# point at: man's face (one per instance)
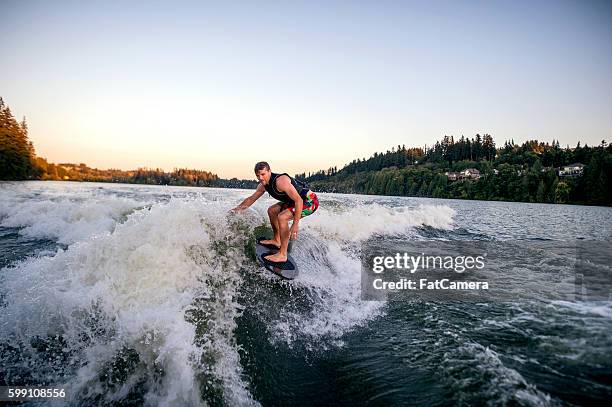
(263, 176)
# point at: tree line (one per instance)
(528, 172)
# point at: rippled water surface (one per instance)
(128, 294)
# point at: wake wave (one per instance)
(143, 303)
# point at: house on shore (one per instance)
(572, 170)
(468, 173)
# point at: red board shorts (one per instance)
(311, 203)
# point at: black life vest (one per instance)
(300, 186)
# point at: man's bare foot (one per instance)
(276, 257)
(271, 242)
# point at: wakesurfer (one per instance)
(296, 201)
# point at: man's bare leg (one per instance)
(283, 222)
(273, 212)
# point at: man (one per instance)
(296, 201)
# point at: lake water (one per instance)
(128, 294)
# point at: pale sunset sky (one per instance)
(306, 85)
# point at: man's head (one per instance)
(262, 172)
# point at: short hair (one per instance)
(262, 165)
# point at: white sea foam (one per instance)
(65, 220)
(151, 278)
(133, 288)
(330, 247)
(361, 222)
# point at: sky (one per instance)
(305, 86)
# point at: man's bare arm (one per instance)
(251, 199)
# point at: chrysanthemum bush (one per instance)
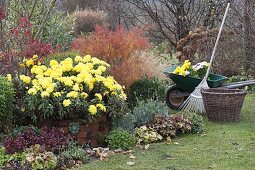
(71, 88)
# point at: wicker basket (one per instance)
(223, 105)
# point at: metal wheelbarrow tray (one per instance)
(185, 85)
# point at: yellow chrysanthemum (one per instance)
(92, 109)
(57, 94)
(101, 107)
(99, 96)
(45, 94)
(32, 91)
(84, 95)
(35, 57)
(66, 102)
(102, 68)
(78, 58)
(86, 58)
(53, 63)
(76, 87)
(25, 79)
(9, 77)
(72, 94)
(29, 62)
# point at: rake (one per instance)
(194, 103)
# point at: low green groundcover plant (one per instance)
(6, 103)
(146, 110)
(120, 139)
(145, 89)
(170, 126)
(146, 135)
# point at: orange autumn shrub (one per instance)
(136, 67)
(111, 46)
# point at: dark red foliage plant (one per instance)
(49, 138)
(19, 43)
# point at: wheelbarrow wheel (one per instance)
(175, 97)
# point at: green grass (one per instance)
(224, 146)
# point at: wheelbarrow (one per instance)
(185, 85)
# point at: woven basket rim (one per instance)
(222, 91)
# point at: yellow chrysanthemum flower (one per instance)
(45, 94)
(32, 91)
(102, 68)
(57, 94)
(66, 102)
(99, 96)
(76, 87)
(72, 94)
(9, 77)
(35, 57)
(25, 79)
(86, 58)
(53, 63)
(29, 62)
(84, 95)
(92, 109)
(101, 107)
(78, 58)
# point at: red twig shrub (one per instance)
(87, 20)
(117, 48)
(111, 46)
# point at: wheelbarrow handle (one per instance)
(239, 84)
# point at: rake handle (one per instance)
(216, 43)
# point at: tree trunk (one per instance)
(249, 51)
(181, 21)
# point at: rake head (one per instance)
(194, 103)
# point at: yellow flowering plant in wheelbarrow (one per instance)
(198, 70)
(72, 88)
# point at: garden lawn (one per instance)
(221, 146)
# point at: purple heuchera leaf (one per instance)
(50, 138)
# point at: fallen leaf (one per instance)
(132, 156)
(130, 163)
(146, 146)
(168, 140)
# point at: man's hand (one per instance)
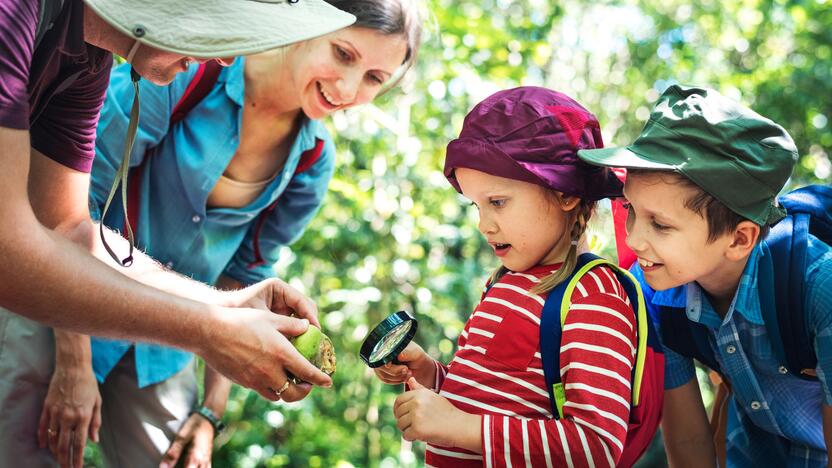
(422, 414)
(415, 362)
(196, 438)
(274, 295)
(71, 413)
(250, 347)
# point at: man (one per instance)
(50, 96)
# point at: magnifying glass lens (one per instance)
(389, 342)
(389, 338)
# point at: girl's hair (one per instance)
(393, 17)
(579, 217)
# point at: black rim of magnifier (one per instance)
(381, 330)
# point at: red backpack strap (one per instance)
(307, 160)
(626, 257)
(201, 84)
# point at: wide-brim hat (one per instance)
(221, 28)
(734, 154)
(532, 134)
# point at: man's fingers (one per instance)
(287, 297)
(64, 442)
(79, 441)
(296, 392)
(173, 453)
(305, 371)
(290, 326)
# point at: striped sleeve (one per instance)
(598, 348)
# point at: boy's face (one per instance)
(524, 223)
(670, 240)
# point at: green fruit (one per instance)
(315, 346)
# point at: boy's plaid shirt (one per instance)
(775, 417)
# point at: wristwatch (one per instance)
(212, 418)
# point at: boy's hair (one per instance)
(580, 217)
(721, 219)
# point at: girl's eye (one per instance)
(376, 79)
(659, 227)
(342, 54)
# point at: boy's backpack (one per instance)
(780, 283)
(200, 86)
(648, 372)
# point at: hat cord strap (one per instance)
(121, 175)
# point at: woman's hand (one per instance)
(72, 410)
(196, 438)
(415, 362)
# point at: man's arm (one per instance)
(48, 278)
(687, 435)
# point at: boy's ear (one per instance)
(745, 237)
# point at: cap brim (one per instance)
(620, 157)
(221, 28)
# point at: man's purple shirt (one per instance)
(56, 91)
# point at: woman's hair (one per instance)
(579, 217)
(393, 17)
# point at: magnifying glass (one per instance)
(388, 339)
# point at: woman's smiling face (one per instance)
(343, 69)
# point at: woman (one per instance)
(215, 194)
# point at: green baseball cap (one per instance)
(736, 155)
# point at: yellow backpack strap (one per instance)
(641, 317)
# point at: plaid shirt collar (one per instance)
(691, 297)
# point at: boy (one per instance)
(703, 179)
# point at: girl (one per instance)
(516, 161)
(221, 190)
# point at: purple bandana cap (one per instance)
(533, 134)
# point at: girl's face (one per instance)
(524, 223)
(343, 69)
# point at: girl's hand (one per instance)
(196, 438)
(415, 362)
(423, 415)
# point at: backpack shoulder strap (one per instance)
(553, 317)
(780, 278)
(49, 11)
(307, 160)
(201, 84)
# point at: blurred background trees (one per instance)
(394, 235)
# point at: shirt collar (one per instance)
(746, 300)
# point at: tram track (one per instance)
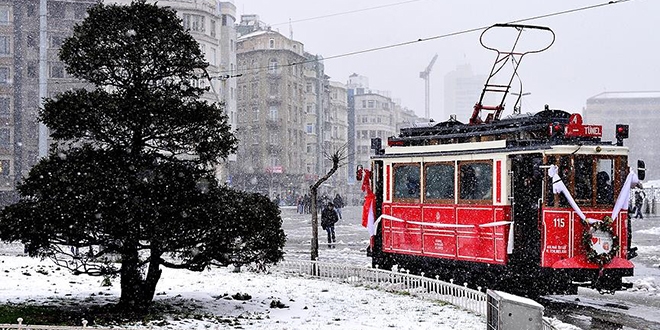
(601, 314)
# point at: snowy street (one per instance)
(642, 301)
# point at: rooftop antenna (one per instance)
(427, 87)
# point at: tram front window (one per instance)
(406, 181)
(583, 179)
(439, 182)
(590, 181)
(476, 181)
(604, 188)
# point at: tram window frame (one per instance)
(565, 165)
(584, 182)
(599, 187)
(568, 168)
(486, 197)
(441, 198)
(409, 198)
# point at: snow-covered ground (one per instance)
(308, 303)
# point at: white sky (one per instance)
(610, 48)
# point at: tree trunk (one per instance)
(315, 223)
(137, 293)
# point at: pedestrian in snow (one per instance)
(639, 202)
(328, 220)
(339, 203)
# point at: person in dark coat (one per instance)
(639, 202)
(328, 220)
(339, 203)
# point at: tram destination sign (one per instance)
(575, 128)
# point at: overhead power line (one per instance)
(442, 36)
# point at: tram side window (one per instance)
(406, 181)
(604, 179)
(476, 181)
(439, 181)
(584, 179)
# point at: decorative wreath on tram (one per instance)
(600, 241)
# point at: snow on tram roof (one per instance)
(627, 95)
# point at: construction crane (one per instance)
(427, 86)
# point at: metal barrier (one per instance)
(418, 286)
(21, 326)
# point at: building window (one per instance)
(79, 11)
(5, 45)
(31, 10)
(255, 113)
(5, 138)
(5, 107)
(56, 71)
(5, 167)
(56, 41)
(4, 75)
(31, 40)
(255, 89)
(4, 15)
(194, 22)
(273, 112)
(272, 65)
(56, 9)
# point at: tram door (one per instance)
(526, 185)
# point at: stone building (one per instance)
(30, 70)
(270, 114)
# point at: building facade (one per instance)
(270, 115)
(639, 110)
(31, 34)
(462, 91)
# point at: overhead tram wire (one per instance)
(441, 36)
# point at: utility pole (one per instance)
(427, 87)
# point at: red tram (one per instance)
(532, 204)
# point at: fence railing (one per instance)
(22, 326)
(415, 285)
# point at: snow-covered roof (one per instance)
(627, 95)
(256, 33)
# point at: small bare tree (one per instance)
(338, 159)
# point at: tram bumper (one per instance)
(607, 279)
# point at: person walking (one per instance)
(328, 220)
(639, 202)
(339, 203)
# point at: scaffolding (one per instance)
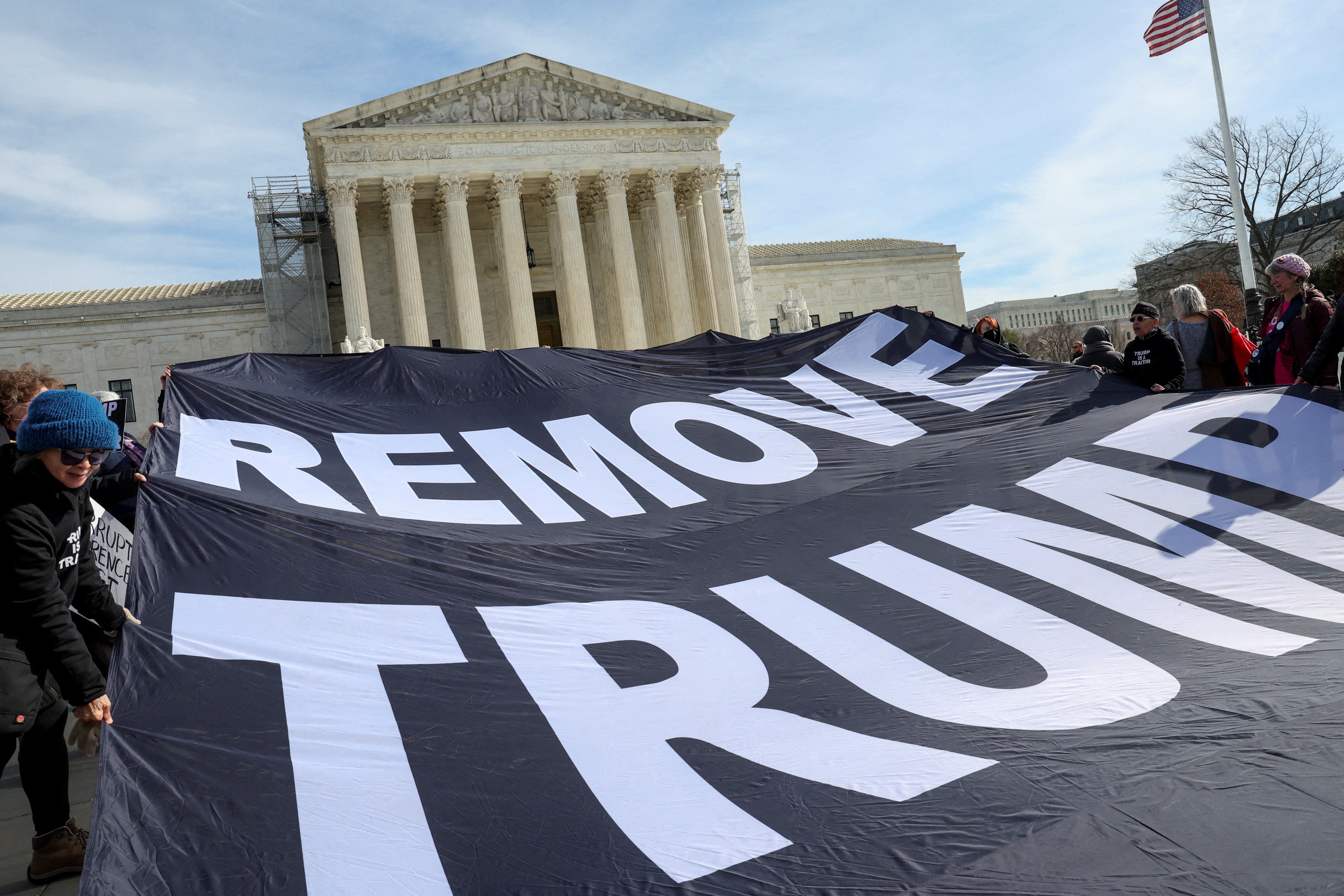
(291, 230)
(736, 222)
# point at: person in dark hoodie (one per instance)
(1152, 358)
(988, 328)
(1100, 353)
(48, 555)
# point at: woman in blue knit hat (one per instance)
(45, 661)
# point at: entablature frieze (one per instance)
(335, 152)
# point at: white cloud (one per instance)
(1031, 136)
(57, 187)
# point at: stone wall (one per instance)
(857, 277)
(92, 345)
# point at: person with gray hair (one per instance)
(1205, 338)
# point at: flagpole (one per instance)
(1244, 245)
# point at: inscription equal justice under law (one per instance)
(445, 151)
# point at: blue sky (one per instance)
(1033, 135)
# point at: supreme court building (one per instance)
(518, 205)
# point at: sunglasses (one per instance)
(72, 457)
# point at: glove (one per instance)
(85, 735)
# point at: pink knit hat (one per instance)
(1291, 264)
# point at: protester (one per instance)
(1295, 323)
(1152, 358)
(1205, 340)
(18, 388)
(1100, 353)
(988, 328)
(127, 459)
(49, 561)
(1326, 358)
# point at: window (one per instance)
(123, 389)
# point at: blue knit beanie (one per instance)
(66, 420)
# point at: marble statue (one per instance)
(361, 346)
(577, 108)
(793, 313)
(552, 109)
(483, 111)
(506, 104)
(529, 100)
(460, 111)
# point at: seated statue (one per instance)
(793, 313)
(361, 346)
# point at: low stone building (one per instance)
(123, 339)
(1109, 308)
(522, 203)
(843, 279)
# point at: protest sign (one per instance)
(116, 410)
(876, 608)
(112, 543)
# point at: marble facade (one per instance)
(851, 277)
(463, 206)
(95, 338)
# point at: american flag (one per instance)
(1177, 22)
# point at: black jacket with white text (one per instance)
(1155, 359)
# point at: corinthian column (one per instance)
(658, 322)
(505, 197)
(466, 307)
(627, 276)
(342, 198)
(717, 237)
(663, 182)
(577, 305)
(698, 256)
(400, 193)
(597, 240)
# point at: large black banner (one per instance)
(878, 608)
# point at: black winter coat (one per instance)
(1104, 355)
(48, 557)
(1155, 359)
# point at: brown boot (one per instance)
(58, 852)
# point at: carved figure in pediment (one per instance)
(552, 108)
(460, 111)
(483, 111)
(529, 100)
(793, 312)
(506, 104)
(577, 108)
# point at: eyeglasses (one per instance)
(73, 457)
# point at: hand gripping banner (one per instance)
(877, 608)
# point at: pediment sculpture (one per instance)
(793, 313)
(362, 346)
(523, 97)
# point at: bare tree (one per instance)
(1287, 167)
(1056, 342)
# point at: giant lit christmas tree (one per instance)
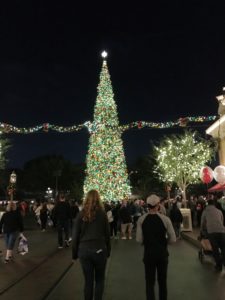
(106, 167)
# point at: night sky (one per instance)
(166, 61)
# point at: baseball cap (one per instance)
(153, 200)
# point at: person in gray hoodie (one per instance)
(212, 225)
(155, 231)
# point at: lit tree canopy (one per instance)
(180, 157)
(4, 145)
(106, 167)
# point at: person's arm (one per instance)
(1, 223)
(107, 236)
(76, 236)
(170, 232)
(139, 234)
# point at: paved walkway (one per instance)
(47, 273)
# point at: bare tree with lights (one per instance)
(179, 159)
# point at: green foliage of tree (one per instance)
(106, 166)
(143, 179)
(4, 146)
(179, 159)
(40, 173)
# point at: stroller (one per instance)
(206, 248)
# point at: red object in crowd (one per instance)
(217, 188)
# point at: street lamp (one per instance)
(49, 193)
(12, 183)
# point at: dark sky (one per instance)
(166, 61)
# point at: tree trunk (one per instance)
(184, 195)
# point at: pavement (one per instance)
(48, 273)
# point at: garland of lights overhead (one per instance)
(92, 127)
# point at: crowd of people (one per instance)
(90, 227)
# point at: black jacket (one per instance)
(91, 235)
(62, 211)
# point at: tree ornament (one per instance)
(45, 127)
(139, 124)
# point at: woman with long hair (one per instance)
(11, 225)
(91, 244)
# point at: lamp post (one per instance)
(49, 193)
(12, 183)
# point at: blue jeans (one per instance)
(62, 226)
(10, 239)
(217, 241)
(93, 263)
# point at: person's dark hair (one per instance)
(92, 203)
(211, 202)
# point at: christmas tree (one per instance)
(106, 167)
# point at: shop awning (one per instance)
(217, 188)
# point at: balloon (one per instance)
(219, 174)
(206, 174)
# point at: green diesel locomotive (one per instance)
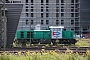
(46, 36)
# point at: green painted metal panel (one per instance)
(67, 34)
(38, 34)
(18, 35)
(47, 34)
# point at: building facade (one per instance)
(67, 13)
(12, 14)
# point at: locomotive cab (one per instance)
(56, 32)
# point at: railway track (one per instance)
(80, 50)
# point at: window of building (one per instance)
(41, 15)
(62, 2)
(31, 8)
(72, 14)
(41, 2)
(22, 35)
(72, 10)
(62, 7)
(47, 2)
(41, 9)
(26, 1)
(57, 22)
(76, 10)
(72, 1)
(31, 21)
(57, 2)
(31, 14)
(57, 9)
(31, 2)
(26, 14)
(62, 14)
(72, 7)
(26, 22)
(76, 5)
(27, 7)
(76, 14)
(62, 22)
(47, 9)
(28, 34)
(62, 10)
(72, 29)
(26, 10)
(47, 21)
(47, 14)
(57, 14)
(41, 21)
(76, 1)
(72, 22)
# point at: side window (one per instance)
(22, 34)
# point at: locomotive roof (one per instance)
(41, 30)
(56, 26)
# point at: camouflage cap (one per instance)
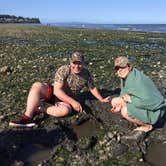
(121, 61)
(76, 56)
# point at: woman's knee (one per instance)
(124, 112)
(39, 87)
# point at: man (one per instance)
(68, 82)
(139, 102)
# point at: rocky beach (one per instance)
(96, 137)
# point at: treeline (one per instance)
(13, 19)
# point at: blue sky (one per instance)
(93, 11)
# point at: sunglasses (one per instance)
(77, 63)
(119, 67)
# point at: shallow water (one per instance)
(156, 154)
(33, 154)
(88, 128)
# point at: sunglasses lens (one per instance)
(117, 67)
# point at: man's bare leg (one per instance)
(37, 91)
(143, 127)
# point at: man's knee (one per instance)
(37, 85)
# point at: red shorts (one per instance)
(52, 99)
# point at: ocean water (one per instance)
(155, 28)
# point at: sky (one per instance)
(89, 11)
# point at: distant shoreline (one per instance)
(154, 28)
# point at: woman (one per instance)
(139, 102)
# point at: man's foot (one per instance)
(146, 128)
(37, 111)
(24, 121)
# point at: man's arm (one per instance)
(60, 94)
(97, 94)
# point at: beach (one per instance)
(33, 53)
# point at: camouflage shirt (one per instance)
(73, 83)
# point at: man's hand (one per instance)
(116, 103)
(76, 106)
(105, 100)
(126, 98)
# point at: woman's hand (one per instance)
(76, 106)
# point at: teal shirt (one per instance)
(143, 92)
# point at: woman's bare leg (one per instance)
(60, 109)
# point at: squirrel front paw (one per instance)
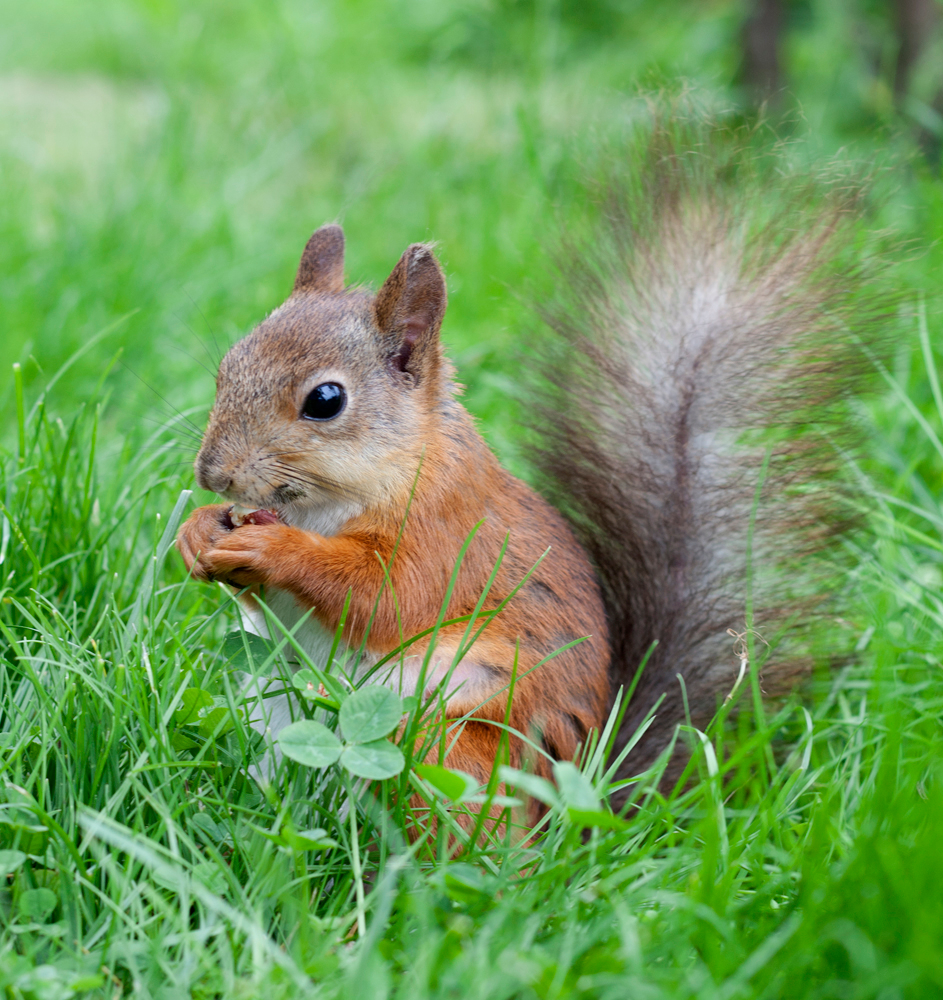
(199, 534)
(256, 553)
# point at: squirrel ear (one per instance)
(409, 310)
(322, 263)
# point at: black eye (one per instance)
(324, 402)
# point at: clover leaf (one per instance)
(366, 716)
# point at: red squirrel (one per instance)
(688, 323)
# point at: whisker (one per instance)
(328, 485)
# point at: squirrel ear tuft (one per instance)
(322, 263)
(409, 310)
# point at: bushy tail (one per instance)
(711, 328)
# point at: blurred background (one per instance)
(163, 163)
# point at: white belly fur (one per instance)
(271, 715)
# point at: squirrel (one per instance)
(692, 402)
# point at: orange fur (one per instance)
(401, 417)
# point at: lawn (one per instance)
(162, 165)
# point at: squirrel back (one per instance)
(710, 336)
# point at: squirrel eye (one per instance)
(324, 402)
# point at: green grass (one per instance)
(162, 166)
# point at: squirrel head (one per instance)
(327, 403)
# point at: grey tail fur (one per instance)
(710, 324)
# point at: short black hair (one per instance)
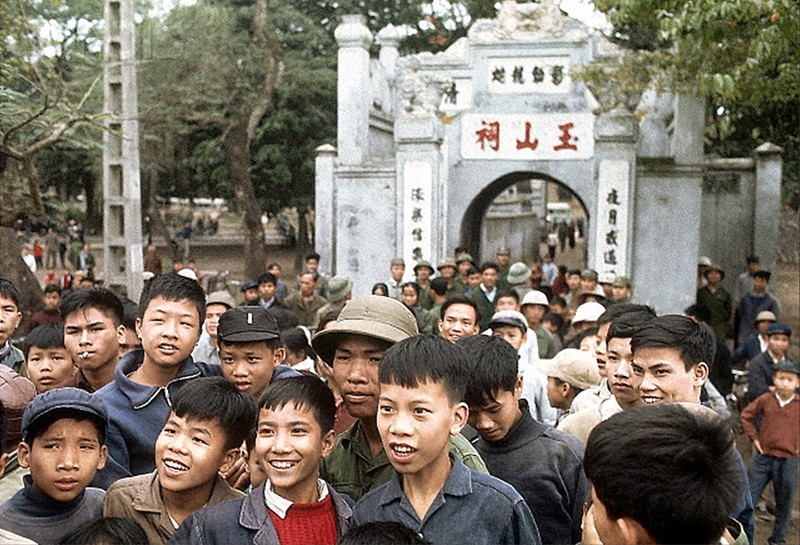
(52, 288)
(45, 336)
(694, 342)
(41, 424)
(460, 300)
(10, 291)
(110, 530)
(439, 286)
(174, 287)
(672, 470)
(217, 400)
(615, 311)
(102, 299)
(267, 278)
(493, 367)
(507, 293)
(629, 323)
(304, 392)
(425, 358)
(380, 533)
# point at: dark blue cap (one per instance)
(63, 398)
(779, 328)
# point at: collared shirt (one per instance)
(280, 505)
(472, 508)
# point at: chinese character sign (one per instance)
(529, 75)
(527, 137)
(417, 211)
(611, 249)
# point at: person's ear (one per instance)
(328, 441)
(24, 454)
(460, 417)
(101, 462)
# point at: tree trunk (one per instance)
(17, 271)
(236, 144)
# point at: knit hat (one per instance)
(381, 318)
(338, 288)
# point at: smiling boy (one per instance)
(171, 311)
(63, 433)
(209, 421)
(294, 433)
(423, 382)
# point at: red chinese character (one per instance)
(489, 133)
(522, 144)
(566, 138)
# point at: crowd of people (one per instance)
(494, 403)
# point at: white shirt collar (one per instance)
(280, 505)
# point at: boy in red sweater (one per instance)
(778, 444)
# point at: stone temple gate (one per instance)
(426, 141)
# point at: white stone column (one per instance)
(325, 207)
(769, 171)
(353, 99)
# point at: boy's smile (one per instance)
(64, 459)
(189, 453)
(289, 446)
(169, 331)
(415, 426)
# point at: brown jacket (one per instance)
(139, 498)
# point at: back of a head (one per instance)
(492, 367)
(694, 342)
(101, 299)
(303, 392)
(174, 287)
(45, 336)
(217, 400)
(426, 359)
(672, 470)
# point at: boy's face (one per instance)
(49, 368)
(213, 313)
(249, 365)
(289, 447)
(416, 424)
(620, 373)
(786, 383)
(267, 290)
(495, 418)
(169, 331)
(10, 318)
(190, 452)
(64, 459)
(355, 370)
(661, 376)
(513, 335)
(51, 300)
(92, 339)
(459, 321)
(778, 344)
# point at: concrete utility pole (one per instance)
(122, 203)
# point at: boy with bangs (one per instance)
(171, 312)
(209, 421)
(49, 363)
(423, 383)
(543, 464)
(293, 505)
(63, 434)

--- Task goal ---
Copy word for word every line from the one containing "# point at: concrete" through the end of the records, both ends included.

--- The response ---
# point at: concrete utility pole (one per instance)
(122, 203)
# point at: boy with bangs (one per instance)
(171, 312)
(209, 421)
(49, 363)
(423, 383)
(543, 464)
(293, 505)
(63, 434)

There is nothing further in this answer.